#### [Entries from an annotation dataset]
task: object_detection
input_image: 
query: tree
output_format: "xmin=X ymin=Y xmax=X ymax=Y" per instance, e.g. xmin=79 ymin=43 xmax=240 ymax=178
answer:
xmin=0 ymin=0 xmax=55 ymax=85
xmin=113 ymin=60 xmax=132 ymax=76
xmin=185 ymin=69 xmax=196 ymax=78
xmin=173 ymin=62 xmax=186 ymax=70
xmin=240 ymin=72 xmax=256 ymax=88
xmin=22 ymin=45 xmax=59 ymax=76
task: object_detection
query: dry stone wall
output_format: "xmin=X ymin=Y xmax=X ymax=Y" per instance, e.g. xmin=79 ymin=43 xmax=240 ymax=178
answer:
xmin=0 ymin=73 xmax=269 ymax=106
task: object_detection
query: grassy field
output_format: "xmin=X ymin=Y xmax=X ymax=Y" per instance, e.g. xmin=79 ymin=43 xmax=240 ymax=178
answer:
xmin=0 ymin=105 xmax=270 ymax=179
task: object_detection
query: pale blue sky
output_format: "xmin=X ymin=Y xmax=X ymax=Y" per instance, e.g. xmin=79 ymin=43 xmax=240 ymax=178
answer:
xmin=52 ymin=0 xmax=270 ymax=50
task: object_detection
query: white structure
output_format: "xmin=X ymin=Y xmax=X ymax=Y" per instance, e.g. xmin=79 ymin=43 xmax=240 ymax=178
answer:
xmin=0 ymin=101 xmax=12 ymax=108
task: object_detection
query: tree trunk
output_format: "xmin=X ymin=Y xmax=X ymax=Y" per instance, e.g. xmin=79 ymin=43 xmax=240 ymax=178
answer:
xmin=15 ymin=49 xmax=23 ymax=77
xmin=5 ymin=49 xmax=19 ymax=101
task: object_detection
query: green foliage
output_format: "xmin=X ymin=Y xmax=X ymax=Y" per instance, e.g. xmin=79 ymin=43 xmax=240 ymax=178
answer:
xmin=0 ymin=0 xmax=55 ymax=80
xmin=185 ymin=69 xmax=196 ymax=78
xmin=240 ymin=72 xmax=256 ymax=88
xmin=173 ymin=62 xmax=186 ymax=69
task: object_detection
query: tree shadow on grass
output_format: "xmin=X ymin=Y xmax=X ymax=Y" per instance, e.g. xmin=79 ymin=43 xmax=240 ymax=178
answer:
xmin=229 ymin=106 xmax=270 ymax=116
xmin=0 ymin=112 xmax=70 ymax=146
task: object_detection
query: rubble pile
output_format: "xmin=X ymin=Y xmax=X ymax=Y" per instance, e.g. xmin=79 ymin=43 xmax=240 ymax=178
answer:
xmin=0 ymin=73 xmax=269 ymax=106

#### [Work to do]
Copy out every line in the stretch from the start of the rows through the line that contains "xmin=52 ymin=0 xmax=270 ymax=50", with both ends included. Shift each bounding-box coordinate in the answers by adding 30 to it, and leave all other text unchanged.

#### [Task result]
task: object_detection
input_image: 
query: tree
output_format: "xmin=X ymin=Y xmax=X ymax=Y" per instance, e.g. xmin=79 ymin=43 xmax=240 ymax=178
answer:
xmin=30 ymin=30 xmax=85 ymax=115
xmin=143 ymin=90 xmax=162 ymax=106
xmin=215 ymin=99 xmax=226 ymax=108
xmin=203 ymin=92 xmax=216 ymax=100
xmin=270 ymin=102 xmax=286 ymax=118
xmin=52 ymin=75 xmax=89 ymax=106
task: object_detection
query: dry stone wall
output_format: "xmin=X ymin=Y xmax=X ymax=Y" per instance, e.g. xmin=79 ymin=43 xmax=240 ymax=178
answer:
xmin=30 ymin=103 xmax=299 ymax=136
task: object_detection
query: grassy field
output_format: "xmin=X ymin=Y xmax=X ymax=Y" per instance, e.g. xmin=79 ymin=43 xmax=240 ymax=178
answer:
xmin=30 ymin=135 xmax=300 ymax=209
task: object_detection
query: pale blue sky
output_format: "xmin=X ymin=Y xmax=X ymax=Y" per instance, e.g. xmin=79 ymin=43 xmax=240 ymax=178
answer:
xmin=82 ymin=30 xmax=300 ymax=80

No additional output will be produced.